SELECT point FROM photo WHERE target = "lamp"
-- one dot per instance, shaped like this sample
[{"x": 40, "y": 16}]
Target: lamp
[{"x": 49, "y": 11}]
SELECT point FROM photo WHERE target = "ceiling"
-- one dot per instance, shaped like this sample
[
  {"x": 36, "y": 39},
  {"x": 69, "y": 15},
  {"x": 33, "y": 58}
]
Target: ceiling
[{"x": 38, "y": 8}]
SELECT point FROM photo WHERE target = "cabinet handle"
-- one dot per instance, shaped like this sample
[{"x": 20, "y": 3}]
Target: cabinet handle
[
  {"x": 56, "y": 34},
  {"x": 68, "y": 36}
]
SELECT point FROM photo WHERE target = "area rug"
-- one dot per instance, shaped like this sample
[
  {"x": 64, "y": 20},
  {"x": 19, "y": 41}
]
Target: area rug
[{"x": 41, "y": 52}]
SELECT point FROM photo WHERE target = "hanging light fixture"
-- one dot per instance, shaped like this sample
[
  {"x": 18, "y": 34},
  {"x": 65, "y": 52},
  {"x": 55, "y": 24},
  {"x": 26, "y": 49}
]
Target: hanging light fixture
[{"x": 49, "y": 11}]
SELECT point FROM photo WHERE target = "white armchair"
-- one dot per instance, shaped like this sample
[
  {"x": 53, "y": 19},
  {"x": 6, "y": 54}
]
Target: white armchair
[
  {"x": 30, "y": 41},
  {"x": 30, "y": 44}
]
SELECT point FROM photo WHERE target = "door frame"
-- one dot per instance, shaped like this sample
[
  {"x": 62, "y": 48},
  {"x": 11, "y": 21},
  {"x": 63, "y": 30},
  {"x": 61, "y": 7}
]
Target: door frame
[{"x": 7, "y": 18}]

========================================

Work to complete →
Give all of the material again, exactly.

Written solution →
SELECT point FROM photo WHERE target = "lamp"
-- one dot per instance, shaped like this sample
[{"x": 40, "y": 16}]
Target: lamp
[{"x": 49, "y": 11}]
SELECT point FROM photo WHERE target = "ceiling"
-- one dot per instance, shaped like this sample
[
  {"x": 36, "y": 39},
  {"x": 69, "y": 15},
  {"x": 33, "y": 58}
]
Target: ceiling
[{"x": 38, "y": 8}]
SELECT point FROM photo WHERE target = "cabinet handle"
-- one dot per instance, shaped like this sample
[{"x": 20, "y": 3}]
Target: cabinet handle
[
  {"x": 56, "y": 34},
  {"x": 68, "y": 36}
]
SELECT point FROM photo WHERE target = "area rug"
-- one dot per instance, shaped like this sample
[
  {"x": 64, "y": 20},
  {"x": 19, "y": 41}
]
Target: area rug
[{"x": 41, "y": 52}]
SELECT point FROM photo WHERE target = "hanging light fixture"
-- one dot per instance, shaped like this sample
[
  {"x": 18, "y": 34},
  {"x": 65, "y": 52},
  {"x": 55, "y": 24},
  {"x": 26, "y": 49}
]
Target: hanging light fixture
[{"x": 49, "y": 11}]
SELECT point FROM photo WHERE target = "white armchair"
-- one dot per instance, shaped like this sample
[
  {"x": 53, "y": 19},
  {"x": 6, "y": 54}
]
Target: white armchair
[
  {"x": 30, "y": 41},
  {"x": 30, "y": 44}
]
SELECT point FROM photo WHERE target = "door frame"
-- one dot per instance, shaped like this sample
[
  {"x": 62, "y": 48},
  {"x": 11, "y": 21},
  {"x": 63, "y": 30},
  {"x": 61, "y": 7}
]
Target: door frame
[{"x": 7, "y": 18}]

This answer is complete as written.